▶ _Set problem_
Convert the entire listing below into a Markdown table with two columns, No. and Line, giving each line its own numbered row and omitting any blank lines.

▶ _Record excerpts_
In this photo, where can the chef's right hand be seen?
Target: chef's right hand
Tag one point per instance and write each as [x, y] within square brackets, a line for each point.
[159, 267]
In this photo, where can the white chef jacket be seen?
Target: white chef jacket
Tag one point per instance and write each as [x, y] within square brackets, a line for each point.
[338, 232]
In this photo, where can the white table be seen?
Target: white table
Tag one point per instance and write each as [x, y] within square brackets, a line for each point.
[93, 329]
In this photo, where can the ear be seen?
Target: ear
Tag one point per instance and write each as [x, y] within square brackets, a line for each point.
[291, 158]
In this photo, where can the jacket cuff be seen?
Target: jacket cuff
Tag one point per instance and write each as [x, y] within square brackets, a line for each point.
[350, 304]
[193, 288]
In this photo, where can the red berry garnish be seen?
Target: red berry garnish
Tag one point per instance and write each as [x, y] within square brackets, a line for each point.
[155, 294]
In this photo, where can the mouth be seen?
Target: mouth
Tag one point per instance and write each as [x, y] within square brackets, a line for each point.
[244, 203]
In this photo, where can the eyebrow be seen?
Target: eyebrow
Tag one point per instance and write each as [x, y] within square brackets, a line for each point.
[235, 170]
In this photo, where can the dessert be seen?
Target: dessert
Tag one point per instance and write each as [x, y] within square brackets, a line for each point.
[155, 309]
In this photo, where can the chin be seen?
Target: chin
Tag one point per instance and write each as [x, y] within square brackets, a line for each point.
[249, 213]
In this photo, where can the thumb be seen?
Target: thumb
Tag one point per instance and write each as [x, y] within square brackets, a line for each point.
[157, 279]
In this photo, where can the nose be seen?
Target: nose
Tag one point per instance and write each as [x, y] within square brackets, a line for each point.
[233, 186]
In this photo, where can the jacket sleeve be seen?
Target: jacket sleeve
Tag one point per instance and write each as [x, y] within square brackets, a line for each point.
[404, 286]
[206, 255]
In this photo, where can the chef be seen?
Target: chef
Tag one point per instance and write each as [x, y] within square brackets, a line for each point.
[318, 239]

▶ _Complete answer_
| No. | Line |
|---|---|
| 1 | In this photo, where can the chef's right hand be seen? |
| 2 | Target: chef's right hand |
| 3 | Tag one point per instance and write each as [x, y] within square brackets, a line for each point. |
| 4 | [159, 267] |
| 5 | In this photo, where can the white chef jacket be seen? |
| 6 | Target: white chef jacket |
| 7 | Tag one point per instance and write each as [x, y] within square brackets, a line for each point. |
| 8 | [338, 232] |
| 9 | In this photo, where can the white table be seen? |
| 10 | Target: white table |
| 11 | Tag one point per instance and write each as [x, y] within square brackets, a line for each point. |
| 12 | [93, 329] |
| 13 | In this photo, where can the ear be seen? |
| 14 | Target: ear |
| 15 | Tag one point per instance and write each as [x, y] within square brackets, a line for each point. |
| 16 | [291, 158] |
| 17 | In this photo, where can the jacket cuff be seen? |
| 18 | Target: jacket cuff |
| 19 | Tag one point per instance and write each as [x, y] within square brackets, a line for each point. |
| 20 | [350, 304] |
| 21 | [193, 288] |
| 22 | In this photo, where can the red berry garnish be seen? |
| 23 | Target: red berry garnish |
| 24 | Tag one point per instance and write each as [x, y] within square brackets, a line for each point. |
| 25 | [155, 294] |
| 26 | In this photo, where can the mouth be seen? |
| 27 | Target: mouth |
| 28 | Tag one point per instance and write each as [x, y] within square brackets, a line for each point. |
| 29 | [244, 203] |
| 30 | In this photo, where can the eyebrow be seen? |
| 31 | Target: eyebrow |
| 32 | Tag one point per instance and write each as [x, y] within square brackets, a line for each point. |
| 33 | [235, 170] |
| 34 | In this photo, where can the dessert be seen? |
| 35 | Target: dessert |
| 36 | Tag one point per instance and write each as [x, y] within square brackets, a line for each point. |
| 37 | [155, 309] |
| 38 | In this photo, where can the chin be seen? |
| 39 | Target: chin |
| 40 | Tag one point per instance and write each as [x, y] within square brackets, a line for each point. |
| 41 | [249, 213] |
| 42 | In this photo, where can the thumb be seen? |
| 43 | Target: thumb |
| 44 | Tag one point per instance and write each as [x, y] within square brackets, a line for each point. |
| 45 | [157, 279] |
| 46 | In this photo, where can the nose be seen? |
| 47 | Target: nose |
| 48 | Tag one point per instance and write each as [x, y] within square brackets, a line for each point. |
| 49 | [233, 186] |
| 50 | In this photo, where can the jacket sleeve be seen? |
| 51 | Target: jacket sleeve |
| 52 | Tag one point per instance and write each as [x, y] within square brackets, a line for each point. |
| 53 | [404, 286] |
| 54 | [206, 255] |
| 55 | In this photo, where can the chef be seen? |
| 56 | Target: chef |
| 57 | Tag one point per instance and write each as [x, y] within square brackets, a line for each point. |
| 58 | [318, 239] |